▸ YOUR TASK
Starting with the line that holds "In the photo above, where can the eroded", copy out each remaining line of the listing below, up to and including the last one, and include nothing else.

· · ·

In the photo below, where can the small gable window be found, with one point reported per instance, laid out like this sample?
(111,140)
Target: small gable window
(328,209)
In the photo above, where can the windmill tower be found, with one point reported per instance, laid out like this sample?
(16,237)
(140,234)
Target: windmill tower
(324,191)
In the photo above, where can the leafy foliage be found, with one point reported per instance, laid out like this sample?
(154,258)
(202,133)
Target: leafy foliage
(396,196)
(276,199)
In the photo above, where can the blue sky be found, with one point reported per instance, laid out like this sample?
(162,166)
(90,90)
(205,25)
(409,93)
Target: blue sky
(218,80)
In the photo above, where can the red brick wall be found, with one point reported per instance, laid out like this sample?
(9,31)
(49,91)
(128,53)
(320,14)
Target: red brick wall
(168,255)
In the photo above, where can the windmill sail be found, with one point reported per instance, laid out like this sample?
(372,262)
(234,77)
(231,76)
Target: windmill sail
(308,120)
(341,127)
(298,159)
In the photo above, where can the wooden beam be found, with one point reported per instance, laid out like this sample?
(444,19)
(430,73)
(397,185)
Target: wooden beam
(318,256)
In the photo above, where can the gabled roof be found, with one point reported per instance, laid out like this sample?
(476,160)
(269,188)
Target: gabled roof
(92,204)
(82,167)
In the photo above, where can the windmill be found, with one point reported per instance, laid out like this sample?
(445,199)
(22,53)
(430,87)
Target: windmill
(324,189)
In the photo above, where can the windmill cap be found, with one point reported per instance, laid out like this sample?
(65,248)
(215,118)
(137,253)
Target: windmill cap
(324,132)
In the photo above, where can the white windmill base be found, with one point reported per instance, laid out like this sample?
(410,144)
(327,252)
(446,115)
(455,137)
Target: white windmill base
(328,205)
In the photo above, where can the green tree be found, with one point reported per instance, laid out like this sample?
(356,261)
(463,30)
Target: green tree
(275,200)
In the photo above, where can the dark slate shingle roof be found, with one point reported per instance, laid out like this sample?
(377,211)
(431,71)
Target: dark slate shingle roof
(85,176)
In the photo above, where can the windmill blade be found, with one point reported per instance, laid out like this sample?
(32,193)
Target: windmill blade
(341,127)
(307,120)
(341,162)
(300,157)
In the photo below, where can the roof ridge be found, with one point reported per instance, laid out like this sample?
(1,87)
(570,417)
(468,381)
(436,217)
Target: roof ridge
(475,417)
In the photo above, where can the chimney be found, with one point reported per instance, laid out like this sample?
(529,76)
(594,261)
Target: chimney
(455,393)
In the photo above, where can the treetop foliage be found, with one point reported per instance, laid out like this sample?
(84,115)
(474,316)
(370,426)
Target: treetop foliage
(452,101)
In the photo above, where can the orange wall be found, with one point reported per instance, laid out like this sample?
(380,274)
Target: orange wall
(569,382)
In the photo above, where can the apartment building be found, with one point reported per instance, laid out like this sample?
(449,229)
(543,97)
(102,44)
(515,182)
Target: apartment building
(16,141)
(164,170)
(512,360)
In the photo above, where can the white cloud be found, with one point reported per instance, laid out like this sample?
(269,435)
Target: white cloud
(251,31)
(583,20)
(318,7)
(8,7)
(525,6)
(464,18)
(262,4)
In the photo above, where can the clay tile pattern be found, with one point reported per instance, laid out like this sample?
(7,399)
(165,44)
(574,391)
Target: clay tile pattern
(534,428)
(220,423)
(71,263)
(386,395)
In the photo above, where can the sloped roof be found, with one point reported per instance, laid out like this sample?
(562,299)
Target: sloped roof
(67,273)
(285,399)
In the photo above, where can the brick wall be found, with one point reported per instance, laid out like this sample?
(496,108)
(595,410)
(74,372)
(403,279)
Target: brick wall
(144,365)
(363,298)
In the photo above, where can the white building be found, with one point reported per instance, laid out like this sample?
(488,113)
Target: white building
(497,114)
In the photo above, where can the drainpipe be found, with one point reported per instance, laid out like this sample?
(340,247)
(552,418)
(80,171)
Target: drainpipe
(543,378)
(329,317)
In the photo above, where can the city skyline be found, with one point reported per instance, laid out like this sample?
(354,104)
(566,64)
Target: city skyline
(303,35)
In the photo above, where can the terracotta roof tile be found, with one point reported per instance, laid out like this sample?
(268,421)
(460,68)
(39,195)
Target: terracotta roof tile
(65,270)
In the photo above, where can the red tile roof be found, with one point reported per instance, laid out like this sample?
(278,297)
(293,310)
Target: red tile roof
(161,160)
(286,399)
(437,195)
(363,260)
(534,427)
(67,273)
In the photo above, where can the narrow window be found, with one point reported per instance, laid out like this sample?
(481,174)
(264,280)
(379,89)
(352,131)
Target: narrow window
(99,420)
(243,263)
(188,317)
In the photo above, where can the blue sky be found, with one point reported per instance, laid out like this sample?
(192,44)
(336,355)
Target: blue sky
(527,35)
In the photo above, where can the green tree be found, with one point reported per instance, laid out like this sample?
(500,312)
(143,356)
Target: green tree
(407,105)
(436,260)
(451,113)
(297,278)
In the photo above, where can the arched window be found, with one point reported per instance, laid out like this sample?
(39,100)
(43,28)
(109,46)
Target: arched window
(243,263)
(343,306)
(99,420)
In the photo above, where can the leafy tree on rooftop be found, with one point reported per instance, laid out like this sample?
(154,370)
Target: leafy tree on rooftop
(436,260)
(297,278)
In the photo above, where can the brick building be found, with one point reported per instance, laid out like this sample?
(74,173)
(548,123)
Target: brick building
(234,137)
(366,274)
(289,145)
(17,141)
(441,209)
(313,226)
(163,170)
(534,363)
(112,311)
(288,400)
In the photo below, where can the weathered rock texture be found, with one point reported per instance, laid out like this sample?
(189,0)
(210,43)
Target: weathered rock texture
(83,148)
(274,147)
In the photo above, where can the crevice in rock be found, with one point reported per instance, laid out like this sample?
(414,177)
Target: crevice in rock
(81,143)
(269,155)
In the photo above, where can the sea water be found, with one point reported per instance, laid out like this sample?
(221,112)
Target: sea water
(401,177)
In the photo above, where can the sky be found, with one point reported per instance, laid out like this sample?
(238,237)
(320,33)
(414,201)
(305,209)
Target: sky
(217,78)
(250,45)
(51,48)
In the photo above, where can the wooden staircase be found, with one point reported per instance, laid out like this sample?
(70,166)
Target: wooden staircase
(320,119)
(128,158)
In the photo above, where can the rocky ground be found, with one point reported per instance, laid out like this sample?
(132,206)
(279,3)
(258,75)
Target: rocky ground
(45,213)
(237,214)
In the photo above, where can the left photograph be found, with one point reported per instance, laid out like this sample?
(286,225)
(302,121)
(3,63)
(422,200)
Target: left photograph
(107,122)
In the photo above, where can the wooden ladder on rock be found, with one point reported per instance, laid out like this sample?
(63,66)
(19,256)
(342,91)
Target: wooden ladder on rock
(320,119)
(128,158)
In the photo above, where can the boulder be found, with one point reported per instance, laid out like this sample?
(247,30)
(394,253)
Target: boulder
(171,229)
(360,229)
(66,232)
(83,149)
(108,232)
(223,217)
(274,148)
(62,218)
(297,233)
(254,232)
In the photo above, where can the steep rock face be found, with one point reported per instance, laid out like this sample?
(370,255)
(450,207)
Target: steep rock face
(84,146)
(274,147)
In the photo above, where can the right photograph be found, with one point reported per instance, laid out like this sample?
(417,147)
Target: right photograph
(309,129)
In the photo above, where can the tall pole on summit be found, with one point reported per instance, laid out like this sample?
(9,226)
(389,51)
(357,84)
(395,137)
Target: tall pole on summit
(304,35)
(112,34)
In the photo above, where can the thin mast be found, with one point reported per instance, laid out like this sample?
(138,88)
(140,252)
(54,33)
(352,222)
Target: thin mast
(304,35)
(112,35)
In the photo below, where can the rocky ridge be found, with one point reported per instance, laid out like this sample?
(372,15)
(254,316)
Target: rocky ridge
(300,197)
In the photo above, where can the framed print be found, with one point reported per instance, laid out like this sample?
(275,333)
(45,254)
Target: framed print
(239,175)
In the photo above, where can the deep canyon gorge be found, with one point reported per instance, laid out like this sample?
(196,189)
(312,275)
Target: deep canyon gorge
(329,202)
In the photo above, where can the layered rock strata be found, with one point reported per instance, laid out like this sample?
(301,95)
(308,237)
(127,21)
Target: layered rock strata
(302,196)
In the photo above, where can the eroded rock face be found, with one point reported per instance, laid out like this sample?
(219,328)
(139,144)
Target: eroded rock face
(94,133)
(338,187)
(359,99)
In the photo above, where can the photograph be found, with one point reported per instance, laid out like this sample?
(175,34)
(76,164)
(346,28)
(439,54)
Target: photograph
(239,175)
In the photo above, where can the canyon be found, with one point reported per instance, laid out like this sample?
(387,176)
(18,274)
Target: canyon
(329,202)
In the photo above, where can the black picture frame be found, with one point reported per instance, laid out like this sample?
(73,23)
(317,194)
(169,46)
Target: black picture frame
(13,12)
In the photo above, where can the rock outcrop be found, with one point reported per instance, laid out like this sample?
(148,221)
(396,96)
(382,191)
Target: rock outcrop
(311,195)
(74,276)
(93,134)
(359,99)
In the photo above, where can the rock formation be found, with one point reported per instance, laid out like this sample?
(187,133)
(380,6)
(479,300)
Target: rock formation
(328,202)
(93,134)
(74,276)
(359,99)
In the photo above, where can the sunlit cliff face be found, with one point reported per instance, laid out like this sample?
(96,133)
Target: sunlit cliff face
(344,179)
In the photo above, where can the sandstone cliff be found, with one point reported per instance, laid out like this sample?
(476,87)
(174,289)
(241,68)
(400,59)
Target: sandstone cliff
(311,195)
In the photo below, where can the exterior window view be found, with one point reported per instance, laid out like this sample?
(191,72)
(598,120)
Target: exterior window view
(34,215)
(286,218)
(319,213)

· · ·

▸ SOLUTION TO THE EXERCISE
In the photo above, where can the eroded rock face be found, with one point reported per instance, laid out like this sample?
(219,328)
(139,144)
Target: eroded rock face
(94,133)
(338,187)
(359,99)
In the photo above, where can the photograph be found, with one point reported per instance, laid out like this sample?
(175,34)
(76,164)
(346,28)
(439,54)
Target: photograph
(239,175)
In the photo above, where can the canyon be found, with one point reported per instance, laid out like this sample?
(387,176)
(18,274)
Target: canyon
(329,202)
In the photo above, where can the black picture frame be found, with one point reported per instance, laid out like this sample?
(73,23)
(317,194)
(169,46)
Target: black picture frame
(13,12)
In the photo above, where can the rock outcrop be found, with one point reported per instance, laid out like this sample?
(148,221)
(396,96)
(382,191)
Target: rock outcrop
(311,195)
(74,276)
(93,134)
(359,99)
In the photo above, where can the rock formation be found, with one point reported per instance, laid out like this sample?
(187,133)
(380,6)
(479,300)
Target: rock formation
(328,202)
(93,134)
(74,276)
(359,99)
In the photo above, where can the sunlit cliff face be found, with one point reported per instance, laid out like this sample?
(96,133)
Target: sunlit cliff face
(344,179)
In the photo above, where can the sandstone cliff be found, with one point reported per instance, laid out like this sample?
(476,87)
(174,289)
(241,68)
(400,59)
Target: sandstone cliff
(311,195)
In the photo below, where can the exterior window view be found, with one point reported per instance, laid out like this sample?
(191,72)
(598,120)
Target: exterior window view
(34,215)
(286,218)
(319,213)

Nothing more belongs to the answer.